Exercise brief ->
Would you repeat every line of the data exactly?

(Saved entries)
══════════
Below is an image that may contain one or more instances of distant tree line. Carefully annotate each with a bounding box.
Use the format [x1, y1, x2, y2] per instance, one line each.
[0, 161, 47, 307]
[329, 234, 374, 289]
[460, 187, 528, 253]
══════════
Result for this task ->
Below is an image that may contain one or more instances of distant tree line. Carefully annotate each with a bounding box.
Use the format [x1, y1, x2, y2] per instance, one line each.
[0, 161, 47, 307]
[329, 234, 374, 289]
[460, 187, 528, 253]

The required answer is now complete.